# 本文

++++++++++++++++++++

建て替え後のセンターは行政や住民、労働者団体などの約30団体で構成される「あいりん地域まちづくり会議」で活用方法を検討。施設北側に子育ての相談窓口などの住民向け施設が、南側には新たな労働施設が入り、その間に旅行者らも含めた交流の場を設ける構想が進められている。
あいりん地区では平成25年に始まった西成特区構想の一環で、薬物密売や不法投棄の取り締まりが強化され、治安や環境は改善。交通の利便性もよく近年は訪日客が訪れ、ホテルなどが進出した。一方で住民の高齢化は進み、平成2年に約3万人だった人口は令和2年に約2万人まで減少。教育や子育ての支援拡充は待ったなしだ。
「あいりん地区はいろんな問題を抱える人たちを受け止めてきた」と話すのは、まちづくりへの助言を続ける近畿大の寺川政司准教授(都市・地域計画)。近年は日雇い労働者や野宿者のほか、貧困に直面する若者や外国人労働者らの支援も対応しつつあるという。
寺川氏はセンター建て替えに向けたまちづくりについて「行政や住民、民間団体が連携し、ここに来れば何とかなる、再チャレンジができるという、社会的包容力のある街になってほしい」としている。

++++++++++++++++++++

# 演習課題 1
次の記録すべてについて、「illuminated」を「lit」に置き換えて書き改めなさい。ほかの部分は変えないこと。
本文と記録はそれぞれ独立しており、互いに関係はない。

# データ記録
++++++++++++++++++++

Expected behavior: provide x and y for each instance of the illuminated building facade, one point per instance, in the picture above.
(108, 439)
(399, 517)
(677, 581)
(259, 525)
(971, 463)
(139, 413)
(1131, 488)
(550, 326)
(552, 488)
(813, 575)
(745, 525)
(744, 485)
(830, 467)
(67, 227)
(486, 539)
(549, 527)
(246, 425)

++++++++++++++++++++

# 演習課題 2
本文から、「あいりん地区では平成25年に」という語句のある箇所で書き始め、「支援も対応しつつあるという。」の後で終えて、その範囲を一字も変えずに書き写しなさい。

# 課題の解答 1
Expected behavior: provide x and y for each instance of the lit building facade, one point per instance, in the picture above.
(108, 439)
(399, 517)
(677, 581)
(259, 525)
(971, 463)
(139, 413)
(1131, 488)
(550, 326)
(552, 488)
(813, 575)
(745, 525)
(744, 485)
(830, 467)
(67, 227)
(486, 539)
(549, 527)
(246, 425)

# 課題の解答 2
あいりん地区では平成25年に始まった西成特区構想の一環で、薬物密売や不法投棄の取り締まりが強化され、治安や環境は改善。交通の利便性もよく近年は訪日客が訪れ、ホテルなどが進出した。一方で住民の高齢化は進み、平成2年に約3万人だった人口は令和2年に約2万人まで減少。教育や子育ての支援拡充は待ったなしだ。
「あいりん地区はいろんな問題を抱える人たちを受け止めてきた」と話すのは、まちづくりへの助言を続ける近畿大の寺川政司准教授(都市・地域計画)。近年は日雇い労働者や野宿者のほか、貧困に直面する若者や外国人労働者らの支援も対応しつつあるという。